(Einträge zur Positionsmarkierung)
________________________
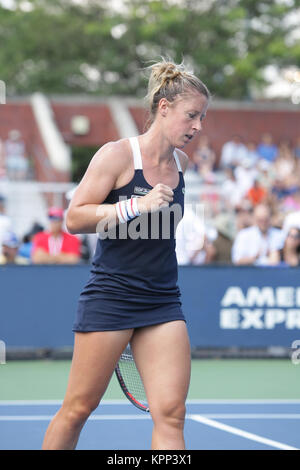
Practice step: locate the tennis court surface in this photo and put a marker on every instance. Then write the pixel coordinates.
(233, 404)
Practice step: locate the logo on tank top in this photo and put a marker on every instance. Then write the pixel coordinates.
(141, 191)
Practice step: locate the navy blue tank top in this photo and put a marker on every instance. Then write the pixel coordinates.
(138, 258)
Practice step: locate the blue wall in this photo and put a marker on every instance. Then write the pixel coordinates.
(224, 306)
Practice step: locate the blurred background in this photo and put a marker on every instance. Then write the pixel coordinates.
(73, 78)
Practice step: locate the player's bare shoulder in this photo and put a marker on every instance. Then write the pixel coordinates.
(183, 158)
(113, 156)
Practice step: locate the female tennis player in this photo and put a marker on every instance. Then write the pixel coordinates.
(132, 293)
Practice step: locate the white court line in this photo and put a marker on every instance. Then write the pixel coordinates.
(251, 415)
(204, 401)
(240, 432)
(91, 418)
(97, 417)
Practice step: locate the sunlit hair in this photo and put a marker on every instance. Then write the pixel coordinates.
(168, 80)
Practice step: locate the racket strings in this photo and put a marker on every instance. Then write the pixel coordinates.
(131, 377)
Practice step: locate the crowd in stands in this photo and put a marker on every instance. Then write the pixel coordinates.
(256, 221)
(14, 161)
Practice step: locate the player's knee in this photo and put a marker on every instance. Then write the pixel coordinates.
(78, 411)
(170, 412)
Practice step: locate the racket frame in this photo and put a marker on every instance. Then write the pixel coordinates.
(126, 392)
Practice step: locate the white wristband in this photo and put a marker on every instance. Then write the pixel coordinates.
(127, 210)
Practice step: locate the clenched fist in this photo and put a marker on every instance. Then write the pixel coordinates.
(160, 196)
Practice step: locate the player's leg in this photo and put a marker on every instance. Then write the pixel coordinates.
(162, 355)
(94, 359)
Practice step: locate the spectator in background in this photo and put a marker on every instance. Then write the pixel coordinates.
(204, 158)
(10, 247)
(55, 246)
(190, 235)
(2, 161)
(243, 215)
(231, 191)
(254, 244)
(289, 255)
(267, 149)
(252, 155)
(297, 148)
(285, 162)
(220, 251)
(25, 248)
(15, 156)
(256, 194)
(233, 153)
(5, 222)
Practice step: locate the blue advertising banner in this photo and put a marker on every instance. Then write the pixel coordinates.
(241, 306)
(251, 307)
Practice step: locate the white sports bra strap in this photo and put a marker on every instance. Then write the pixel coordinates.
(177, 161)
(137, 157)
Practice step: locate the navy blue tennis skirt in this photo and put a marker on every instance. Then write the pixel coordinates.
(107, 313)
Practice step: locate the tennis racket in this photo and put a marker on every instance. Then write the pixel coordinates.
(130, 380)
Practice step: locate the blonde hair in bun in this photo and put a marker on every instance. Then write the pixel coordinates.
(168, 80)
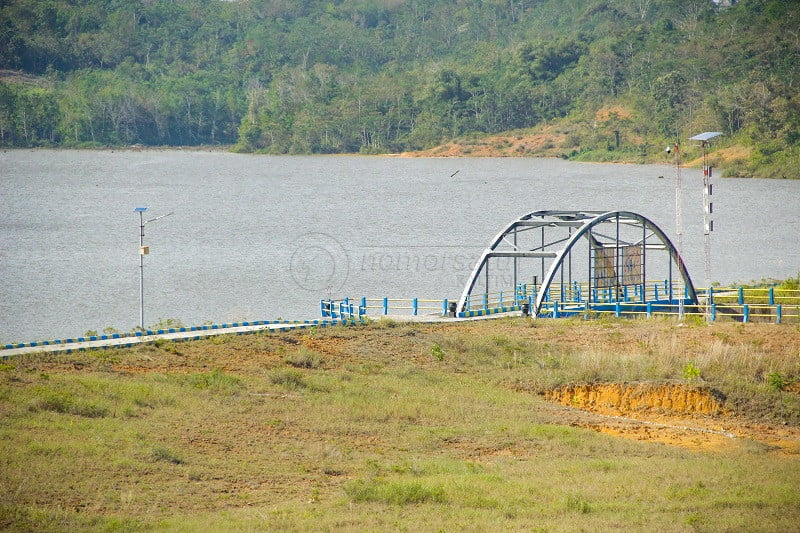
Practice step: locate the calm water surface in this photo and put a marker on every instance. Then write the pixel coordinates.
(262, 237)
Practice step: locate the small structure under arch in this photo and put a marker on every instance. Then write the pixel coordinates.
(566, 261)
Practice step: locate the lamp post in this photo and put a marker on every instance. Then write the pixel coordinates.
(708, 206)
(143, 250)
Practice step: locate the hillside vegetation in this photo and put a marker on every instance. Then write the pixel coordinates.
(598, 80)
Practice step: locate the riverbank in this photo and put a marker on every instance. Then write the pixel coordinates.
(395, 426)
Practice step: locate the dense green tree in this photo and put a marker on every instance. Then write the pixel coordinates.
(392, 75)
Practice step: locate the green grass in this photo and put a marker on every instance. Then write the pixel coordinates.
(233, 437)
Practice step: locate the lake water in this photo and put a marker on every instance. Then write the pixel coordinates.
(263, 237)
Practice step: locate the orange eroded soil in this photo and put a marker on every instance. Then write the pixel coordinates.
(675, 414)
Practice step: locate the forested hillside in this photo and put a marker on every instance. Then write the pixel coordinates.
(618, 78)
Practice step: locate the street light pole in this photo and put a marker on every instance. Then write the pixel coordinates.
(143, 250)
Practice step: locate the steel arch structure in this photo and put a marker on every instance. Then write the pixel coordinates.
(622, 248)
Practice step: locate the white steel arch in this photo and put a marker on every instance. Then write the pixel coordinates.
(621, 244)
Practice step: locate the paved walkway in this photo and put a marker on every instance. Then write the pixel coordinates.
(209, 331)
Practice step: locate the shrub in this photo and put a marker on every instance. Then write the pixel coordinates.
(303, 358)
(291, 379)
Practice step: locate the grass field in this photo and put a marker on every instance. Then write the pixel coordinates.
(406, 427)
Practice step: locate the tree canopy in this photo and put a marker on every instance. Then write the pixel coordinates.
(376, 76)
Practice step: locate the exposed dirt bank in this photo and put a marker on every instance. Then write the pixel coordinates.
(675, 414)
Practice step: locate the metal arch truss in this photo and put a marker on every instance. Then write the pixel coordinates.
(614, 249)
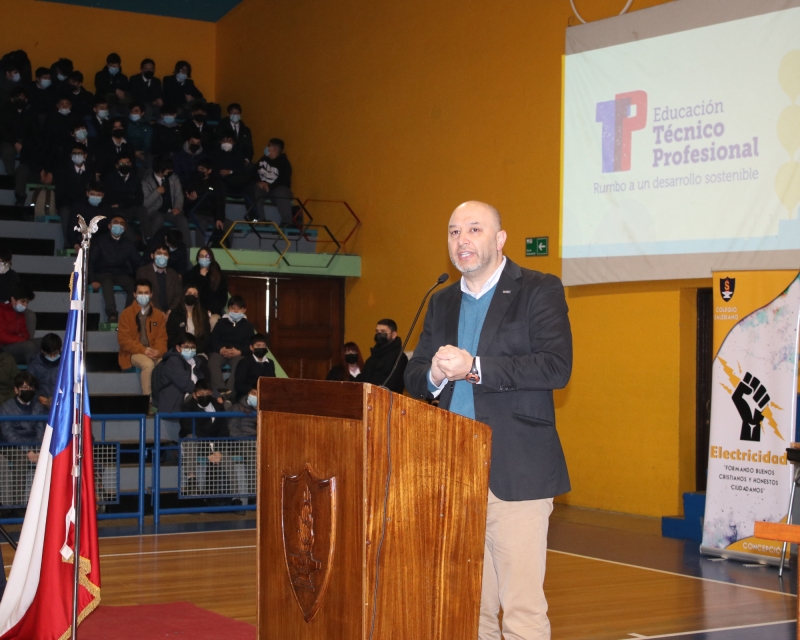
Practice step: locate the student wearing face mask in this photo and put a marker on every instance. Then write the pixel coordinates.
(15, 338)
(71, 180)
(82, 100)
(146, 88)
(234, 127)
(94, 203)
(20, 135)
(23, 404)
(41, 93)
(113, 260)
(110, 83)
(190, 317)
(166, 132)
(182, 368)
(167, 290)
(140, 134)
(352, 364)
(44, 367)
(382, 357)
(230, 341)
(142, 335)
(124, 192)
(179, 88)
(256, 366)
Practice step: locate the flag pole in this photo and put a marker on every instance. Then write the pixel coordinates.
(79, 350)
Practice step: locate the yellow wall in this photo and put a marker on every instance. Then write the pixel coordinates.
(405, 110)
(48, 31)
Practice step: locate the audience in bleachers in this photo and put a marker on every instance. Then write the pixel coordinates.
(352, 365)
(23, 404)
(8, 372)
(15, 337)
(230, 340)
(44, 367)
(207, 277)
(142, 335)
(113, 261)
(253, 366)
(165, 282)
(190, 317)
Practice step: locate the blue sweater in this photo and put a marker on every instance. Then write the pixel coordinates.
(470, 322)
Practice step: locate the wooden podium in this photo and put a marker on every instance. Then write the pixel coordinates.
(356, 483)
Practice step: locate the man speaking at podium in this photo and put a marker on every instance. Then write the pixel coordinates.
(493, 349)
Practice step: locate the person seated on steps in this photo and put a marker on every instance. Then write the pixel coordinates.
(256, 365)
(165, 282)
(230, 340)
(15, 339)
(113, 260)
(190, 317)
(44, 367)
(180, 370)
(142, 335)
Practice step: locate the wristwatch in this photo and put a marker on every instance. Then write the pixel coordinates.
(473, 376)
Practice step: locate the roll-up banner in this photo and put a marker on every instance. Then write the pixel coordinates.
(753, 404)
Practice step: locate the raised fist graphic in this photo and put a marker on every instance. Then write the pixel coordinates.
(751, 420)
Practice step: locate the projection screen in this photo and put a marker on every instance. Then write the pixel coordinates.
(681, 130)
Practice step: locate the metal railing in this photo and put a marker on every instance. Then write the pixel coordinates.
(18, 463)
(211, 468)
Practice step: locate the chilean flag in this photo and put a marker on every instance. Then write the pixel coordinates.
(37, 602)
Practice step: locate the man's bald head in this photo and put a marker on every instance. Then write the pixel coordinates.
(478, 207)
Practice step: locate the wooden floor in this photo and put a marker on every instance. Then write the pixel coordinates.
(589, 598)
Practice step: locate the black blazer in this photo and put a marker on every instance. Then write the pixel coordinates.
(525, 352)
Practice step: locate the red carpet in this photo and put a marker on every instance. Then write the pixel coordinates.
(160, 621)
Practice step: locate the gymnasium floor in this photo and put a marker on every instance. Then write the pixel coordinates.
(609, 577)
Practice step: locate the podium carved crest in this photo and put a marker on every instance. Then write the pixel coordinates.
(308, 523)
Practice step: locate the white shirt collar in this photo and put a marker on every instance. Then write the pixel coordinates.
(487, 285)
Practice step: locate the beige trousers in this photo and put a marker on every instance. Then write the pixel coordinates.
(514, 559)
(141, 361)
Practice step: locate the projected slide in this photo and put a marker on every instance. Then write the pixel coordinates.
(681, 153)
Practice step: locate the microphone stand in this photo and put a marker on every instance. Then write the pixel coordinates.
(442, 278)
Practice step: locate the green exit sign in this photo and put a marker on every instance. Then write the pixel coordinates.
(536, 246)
________________________
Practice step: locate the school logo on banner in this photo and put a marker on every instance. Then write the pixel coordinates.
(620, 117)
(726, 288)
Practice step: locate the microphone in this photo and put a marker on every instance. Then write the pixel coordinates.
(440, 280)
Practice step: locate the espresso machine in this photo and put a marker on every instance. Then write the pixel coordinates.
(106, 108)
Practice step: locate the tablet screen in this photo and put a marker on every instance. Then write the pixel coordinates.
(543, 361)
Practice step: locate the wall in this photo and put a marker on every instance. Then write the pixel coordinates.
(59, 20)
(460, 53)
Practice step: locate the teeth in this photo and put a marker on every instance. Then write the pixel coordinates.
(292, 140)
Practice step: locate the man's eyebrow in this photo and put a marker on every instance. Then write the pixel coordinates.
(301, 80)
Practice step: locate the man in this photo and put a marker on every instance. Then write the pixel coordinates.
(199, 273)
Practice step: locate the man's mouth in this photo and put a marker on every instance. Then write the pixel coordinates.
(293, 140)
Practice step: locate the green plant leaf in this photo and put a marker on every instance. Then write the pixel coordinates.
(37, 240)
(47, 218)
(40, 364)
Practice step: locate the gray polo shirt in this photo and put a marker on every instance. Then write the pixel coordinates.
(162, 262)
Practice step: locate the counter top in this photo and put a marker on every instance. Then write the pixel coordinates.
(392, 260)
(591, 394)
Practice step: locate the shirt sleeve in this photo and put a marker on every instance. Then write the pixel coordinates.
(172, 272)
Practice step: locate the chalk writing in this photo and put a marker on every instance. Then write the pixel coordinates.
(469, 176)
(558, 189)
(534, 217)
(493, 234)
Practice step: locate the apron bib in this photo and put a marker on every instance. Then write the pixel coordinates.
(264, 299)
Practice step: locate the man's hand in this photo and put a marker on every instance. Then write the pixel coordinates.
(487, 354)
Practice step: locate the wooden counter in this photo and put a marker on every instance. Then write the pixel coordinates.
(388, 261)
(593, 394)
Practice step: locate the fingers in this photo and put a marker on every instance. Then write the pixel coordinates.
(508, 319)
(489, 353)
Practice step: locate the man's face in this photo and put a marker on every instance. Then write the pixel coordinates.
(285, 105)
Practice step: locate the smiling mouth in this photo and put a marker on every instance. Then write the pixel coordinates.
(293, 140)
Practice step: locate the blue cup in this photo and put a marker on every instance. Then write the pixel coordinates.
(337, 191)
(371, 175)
________________________
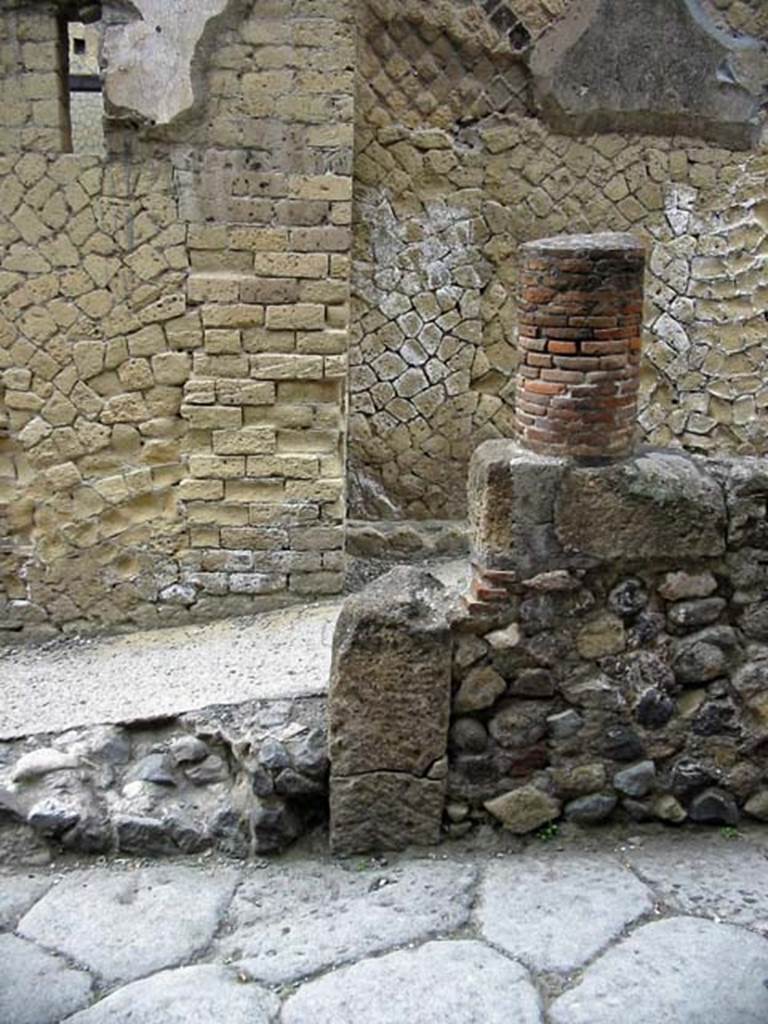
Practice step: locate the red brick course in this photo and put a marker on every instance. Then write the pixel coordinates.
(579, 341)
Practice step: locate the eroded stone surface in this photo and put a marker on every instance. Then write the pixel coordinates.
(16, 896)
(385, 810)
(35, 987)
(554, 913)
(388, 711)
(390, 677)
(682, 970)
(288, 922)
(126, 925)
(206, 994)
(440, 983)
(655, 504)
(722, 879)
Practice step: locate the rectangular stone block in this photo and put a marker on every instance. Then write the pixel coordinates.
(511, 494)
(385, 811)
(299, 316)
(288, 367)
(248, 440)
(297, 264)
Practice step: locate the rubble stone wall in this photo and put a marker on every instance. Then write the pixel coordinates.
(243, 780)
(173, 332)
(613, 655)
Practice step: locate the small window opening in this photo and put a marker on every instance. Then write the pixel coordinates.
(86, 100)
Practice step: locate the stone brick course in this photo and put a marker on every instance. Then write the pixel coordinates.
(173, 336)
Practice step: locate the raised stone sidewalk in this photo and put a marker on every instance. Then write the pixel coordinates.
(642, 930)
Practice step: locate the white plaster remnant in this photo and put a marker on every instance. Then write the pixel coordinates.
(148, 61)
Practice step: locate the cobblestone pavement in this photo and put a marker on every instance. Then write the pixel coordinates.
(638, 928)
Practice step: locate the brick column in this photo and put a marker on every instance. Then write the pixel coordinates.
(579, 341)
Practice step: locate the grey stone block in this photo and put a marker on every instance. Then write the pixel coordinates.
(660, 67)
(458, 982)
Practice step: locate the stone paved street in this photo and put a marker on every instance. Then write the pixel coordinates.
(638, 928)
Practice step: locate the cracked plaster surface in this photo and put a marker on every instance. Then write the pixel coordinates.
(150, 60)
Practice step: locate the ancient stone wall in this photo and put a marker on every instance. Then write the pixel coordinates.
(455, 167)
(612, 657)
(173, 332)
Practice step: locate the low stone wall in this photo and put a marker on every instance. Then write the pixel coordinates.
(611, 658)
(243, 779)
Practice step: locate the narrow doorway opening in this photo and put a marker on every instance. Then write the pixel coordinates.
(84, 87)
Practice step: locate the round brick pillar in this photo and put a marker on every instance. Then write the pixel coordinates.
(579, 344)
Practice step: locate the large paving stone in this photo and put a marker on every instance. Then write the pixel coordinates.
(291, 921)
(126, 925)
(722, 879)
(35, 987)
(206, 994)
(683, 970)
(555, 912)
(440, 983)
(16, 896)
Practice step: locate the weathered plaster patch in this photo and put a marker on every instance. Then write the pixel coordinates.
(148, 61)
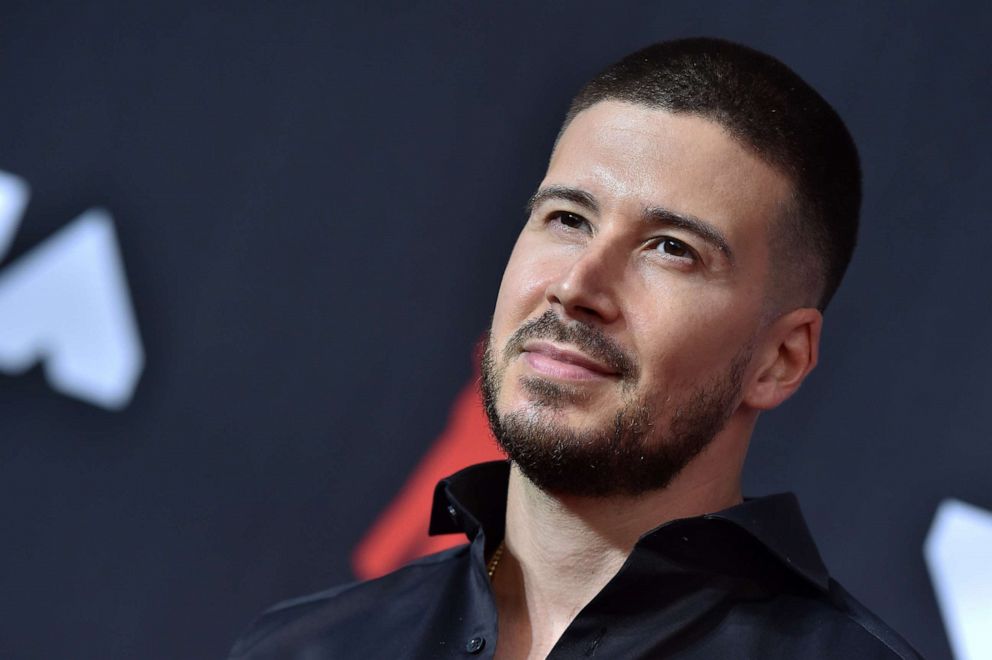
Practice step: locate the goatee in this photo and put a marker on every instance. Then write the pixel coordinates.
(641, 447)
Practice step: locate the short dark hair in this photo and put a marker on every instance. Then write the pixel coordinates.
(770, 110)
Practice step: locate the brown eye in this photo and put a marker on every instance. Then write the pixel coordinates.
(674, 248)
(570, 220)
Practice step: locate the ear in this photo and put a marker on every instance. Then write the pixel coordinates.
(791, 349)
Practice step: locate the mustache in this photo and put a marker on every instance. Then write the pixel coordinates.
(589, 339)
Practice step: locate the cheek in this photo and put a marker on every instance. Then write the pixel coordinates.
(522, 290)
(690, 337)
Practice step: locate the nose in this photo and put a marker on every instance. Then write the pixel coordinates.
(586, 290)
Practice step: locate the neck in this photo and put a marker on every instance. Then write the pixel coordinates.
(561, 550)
________________________
- **Deine Aufgabe**: Filtere die Einträge oben und übernimm jede Zeile, in der das Wort „tennis“ vorkommt. Groß- und Kleinschreibung zählen dabei.

- **Lösung der Übung**:
Practice step: locate the tennis court surface in this photo and put a marker on every instance. Then write the pixel coordinates.
Practice step: locate the female tennis player in this photo and put a marker on every instance. Then write the pixel coordinates.
Practice step: locate the navy blue tennis skirt in this photo and put a marker on every instance. Then write the pixel coordinates.
Practice step: locate the tennis racket in this photo and put a marker on every instance. Then write the pixel coordinates.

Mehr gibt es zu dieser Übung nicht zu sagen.